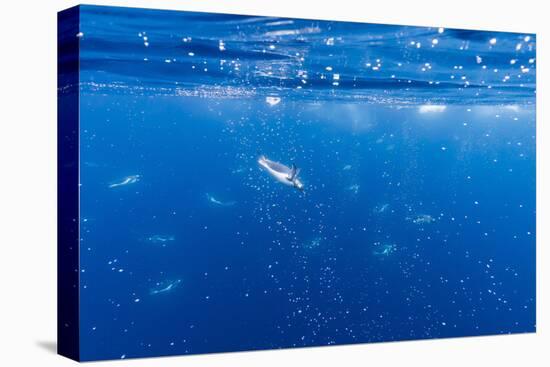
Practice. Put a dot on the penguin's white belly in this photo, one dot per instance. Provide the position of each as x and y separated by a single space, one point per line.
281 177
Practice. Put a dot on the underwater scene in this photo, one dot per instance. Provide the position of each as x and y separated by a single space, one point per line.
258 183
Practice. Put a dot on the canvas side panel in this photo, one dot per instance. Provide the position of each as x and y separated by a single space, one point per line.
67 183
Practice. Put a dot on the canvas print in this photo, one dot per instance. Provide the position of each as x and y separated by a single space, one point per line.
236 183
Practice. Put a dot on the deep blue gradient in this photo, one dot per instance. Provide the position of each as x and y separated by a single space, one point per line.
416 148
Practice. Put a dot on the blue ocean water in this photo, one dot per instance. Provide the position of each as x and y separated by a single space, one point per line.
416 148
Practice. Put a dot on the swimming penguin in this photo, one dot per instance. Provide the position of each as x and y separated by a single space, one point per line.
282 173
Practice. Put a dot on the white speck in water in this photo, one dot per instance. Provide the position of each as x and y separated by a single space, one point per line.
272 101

════════

§ What is asked: Rewrite every row above, replacing "in this photo" with "in this image" wherever it occurs and leaving everything else unchanged. Omit the pictures from your answer.

§ Exercise answer:
Practice. Put a dot on the penguin's white belly in this image, one dot per instance. Provide the position of each as x and y separated by a single space, one point per line.
281 177
Practice. Put a dot on the underwater scene in this image, one dot per instance. Provide the position of each as x and y separated by a single space, one point per line.
258 183
Practice. Put a dot on the canvas side panel in this image, one dot per instance. Provide the position of each as x and y separated by a single space, one point per line.
67 183
Practice. Put a dot on the canvas print in this image, one dot per instance. Provide the position of each as x and y separated by a single space, one point per line.
236 183
Practice. Put a dot on the deep blue gradient in this image, one dot per instance. Provide the position of each as x and y separated by a single space, one point per line.
416 148
Practice. Put a dot on the blue ocean water in this image, one dot per instance. Provide the position of each as x and y separated by a single space, one point per line.
416 148
Practice. Put a dot on the swimming penguin in this image, one dot per instance. Provide the position of each as x and y separated by a single space, one point per line.
282 173
Practice. Put a dot on the white speck in water in this image, one dot per instance. Provide the position of each as x and y separated by a single space, one point per line.
272 101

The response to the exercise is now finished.